(Labeled-object pointing entries)
* * * * *

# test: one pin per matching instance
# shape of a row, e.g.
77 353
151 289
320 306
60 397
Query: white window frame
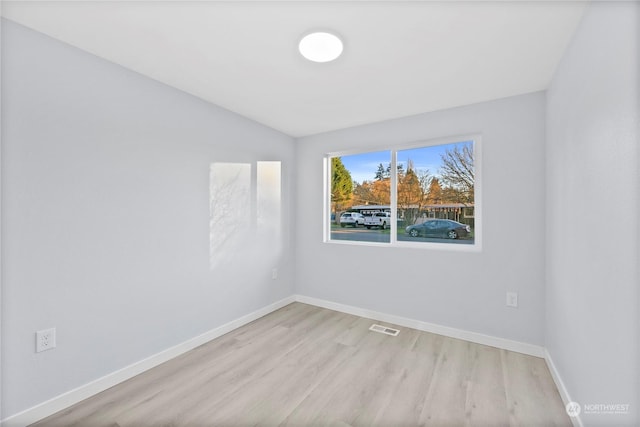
394 242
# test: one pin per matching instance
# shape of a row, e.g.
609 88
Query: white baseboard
564 394
74 396
519 347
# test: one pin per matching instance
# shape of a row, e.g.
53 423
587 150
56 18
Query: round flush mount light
320 47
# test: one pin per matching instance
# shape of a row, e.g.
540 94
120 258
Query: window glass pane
435 193
360 195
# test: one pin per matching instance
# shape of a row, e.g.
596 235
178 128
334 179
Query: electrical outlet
512 299
45 340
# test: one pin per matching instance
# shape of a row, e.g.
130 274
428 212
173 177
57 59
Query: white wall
592 296
105 187
464 290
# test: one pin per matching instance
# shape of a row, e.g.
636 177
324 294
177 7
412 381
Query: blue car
442 228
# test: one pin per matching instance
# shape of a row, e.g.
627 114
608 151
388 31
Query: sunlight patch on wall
229 209
245 212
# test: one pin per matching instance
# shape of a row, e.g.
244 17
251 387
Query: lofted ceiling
400 58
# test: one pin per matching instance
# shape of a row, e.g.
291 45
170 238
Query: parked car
378 219
444 228
351 218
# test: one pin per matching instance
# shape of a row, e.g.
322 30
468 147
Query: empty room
327 213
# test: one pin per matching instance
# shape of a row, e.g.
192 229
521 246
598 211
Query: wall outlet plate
512 299
45 340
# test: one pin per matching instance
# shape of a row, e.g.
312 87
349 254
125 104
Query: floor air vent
384 330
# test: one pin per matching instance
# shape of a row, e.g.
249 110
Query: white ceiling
400 58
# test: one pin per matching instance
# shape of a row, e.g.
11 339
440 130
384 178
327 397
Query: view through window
425 194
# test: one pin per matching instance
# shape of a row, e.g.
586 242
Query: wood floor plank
303 365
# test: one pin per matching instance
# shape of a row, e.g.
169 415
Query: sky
363 166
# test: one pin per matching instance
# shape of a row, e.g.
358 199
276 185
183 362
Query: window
424 195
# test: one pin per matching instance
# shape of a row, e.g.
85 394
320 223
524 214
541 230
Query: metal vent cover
384 330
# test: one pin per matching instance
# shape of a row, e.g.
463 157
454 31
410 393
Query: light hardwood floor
304 365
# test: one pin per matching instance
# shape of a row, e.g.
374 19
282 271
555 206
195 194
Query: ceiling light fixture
320 47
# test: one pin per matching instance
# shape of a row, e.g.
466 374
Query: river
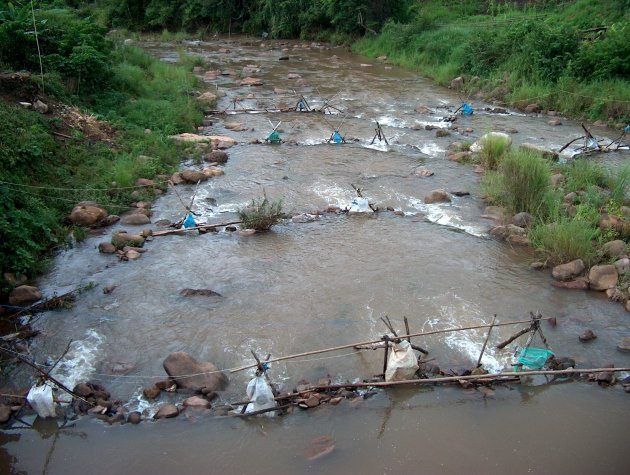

* * * * *

TASK PROMPT - Return each line in the entries above that contains the string "vent".

COMPLETED EXERCISE -
Query: floor air vent
Query: metal vent cover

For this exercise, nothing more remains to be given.